[Referring expression pointing data]
------------

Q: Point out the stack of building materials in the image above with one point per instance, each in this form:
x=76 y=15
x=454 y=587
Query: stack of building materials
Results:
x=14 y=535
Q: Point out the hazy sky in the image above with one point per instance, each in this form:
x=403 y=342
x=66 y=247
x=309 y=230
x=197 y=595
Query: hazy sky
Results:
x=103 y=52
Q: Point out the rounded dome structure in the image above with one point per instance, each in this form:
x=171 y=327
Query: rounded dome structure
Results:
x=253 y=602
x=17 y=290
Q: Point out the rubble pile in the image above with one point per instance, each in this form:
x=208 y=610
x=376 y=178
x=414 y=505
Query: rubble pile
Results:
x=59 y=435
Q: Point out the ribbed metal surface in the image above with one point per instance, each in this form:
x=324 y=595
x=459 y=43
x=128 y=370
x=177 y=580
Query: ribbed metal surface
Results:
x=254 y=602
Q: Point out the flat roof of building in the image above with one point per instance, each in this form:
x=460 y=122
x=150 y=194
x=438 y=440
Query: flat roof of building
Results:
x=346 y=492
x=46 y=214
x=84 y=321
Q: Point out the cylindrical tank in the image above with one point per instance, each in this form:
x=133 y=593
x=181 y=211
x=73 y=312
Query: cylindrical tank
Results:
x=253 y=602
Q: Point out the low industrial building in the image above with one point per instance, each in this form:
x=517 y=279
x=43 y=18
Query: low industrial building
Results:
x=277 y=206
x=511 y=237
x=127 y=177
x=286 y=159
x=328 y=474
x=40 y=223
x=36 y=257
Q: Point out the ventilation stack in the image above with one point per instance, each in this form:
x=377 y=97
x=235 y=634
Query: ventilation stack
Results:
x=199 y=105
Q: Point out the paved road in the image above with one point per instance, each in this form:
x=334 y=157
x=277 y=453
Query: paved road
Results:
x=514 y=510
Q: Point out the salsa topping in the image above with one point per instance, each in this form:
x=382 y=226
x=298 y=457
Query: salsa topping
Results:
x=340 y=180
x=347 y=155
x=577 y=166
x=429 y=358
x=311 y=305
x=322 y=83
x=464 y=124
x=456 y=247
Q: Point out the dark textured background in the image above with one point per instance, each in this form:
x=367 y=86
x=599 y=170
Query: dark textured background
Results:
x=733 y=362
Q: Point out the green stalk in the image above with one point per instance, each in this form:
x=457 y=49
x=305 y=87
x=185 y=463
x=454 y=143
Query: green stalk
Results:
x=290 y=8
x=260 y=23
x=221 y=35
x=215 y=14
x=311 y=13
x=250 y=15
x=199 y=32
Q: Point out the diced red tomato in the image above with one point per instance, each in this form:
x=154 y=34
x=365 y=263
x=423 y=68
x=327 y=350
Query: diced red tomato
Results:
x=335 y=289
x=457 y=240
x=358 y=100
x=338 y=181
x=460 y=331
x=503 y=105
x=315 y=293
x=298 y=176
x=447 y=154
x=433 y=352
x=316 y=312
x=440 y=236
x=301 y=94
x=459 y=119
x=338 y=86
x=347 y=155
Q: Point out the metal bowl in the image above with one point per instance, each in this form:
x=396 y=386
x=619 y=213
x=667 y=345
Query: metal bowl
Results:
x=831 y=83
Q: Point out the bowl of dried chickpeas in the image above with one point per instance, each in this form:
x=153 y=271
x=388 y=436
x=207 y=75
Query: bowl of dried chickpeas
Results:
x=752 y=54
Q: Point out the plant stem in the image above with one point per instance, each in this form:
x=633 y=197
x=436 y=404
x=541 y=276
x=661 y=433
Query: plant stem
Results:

------------

### TASK STATEMENT
Check each line of the records above for the string "roof", and report every line that has it.

### THE COMPLETED TASK
Q: Point out the flat roof of building in the image above with one point per instance, each in this form:
Query: flat roof of building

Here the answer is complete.